— Goal of the exercise —
The entries below should be output exactly as written.

-- Opening Marker --

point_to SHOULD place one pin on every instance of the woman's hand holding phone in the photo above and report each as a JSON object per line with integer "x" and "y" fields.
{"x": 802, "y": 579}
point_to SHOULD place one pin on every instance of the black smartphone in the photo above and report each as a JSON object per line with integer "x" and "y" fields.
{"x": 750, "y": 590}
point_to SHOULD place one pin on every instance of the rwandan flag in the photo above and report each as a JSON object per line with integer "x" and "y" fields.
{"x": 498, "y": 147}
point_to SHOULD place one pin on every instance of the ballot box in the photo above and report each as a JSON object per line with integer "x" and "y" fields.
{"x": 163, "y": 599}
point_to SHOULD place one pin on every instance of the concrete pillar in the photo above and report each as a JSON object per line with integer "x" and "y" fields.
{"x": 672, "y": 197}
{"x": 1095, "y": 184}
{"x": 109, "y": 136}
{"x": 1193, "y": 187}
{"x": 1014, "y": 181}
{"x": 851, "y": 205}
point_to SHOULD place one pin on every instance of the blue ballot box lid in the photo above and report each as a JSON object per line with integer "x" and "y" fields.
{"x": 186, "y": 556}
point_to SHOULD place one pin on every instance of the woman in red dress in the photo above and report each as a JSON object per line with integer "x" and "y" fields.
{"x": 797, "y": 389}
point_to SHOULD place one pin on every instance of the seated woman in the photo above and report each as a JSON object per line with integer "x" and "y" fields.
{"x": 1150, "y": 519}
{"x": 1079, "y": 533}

-- Closing Marker --

— Written reply —
point_to SHOULD place one pin on every instance of the woman's hand holding phone in the photo above and report each as a JSON object per line with integer "x" and "y" fields.
{"x": 802, "y": 579}
point_to SHOULD place one pin on every instance of the black smartphone in the photo above and report each as a JSON object per line with integer "x" and "y" fields.
{"x": 750, "y": 590}
point_to SHOULD place one pin on every instance of the rwandan flag in the photo above and report each as a JSON object per line with integer "x" and "y" fields.
{"x": 498, "y": 147}
point_to SHOULD place one pin on every instance of the ballot box in the photo above and report each as a JSON object per line with integer "x" and "y" fields.
{"x": 163, "y": 599}
point_to SHOULD place one pin on every instance of the concrete pillar in the photo above and report each as a JSON object per line with integer "x" and "y" fields.
{"x": 672, "y": 197}
{"x": 1095, "y": 184}
{"x": 109, "y": 136}
{"x": 1193, "y": 187}
{"x": 1014, "y": 181}
{"x": 851, "y": 205}
point_to SHOULD place one pin on every instance of the blue ballot box lid in the photo above and report each as a JSON object per line with integer "x" and "y" fields.
{"x": 186, "y": 556}
point_to SHOULD place one pin on every instance of the woman in red dress in the photo above and report each as a JSON object per line with integer "x" and "y" fields.
{"x": 797, "y": 389}
point_to SHOULD place one pin on every instance of the seated woman in the photo above and report each as a JSON object per line with integer "x" and "y" fields.
{"x": 1150, "y": 519}
{"x": 1079, "y": 533}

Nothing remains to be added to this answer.